#### [EXERCISE INPUT]
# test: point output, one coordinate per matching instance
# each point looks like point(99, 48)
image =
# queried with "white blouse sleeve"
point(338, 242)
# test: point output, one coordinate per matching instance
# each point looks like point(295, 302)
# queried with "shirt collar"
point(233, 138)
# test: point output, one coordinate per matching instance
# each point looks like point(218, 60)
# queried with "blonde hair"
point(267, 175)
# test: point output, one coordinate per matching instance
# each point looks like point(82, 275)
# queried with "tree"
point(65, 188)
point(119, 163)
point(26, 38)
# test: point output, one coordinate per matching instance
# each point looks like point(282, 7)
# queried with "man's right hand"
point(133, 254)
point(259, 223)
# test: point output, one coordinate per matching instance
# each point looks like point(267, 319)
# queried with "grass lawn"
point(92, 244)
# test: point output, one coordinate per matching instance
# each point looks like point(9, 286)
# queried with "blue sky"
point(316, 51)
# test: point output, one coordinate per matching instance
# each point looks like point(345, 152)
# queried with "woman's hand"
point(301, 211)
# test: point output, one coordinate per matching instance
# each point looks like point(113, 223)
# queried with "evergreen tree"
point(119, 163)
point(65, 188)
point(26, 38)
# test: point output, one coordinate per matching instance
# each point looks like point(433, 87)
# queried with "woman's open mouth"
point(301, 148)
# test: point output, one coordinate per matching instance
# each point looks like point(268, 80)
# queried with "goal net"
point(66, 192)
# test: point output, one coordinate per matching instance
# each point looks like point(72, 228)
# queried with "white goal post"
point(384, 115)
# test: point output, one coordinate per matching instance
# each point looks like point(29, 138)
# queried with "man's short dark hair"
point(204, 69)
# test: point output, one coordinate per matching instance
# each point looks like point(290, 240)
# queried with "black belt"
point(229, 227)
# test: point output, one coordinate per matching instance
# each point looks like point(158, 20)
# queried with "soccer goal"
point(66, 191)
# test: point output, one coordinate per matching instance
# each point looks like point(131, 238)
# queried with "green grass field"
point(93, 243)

#### [EXERCISE INSTRUCTIONS]
Reproduce the material verbatim, line by line.

#### [RESULT OF THIS EXERCISE]
# test: point output, one coordinate per matching instance
# each point looks like point(99, 48)
image =
# queried with "white blouse sleeve"
point(338, 242)
# test: point output, one coordinate per matching instance
# each point looks like point(295, 302)
# queried with "shirt collar"
point(233, 138)
# test: point output, one coordinate per matching instance
# each point looks like point(218, 60)
# queried with "blonde hair"
point(267, 175)
# test: point output, one coordinate per matching instance
# each point looks like point(82, 275)
# queried with "tree"
point(65, 188)
point(119, 163)
point(26, 38)
# test: point output, one coordinate per matching instance
# each point looks like point(282, 7)
# queried with "man's right hand"
point(133, 254)
point(259, 223)
# test: point output, one coordinate per matching instance
# each point looks like point(267, 319)
# queried with "grass lawn"
point(92, 244)
# test: point output, one coordinate per matching instance
# each point looks like point(9, 286)
# queried with "blue sky"
point(316, 51)
# test: point output, one coordinate per matching instance
# each point looks like point(345, 152)
# queried with "woman's hand"
point(301, 211)
# test: point output, one coordinate per matching instance
# each point looks like point(113, 223)
# queried with "evergreen tree"
point(119, 163)
point(65, 188)
point(26, 38)
# test: point output, one coordinate per matching instance
# each point looks like point(433, 87)
# queried with "woman's open mouth"
point(301, 148)
# test: point output, one coordinate per matching instance
# each point looks like point(268, 80)
# queried with "goal net"
point(66, 192)
# test: point output, one coordinate per matching instance
# each point looks like point(72, 228)
# queried with "white goal post"
point(384, 115)
# test: point output, one coordinate per matching instance
# each point looks like point(29, 138)
# queried with "man's short dark hair"
point(204, 69)
# test: point output, one coordinate per matching instance
# each point looks like point(290, 240)
# queried with "black belt"
point(229, 227)
# test: point output, one coordinate per matching instance
# each point looks like point(158, 20)
# queried with "soccer goal"
point(66, 191)
# test: point output, one coordinate per matching instance
# each point looks like point(131, 238)
# queried with "green grass field"
point(93, 243)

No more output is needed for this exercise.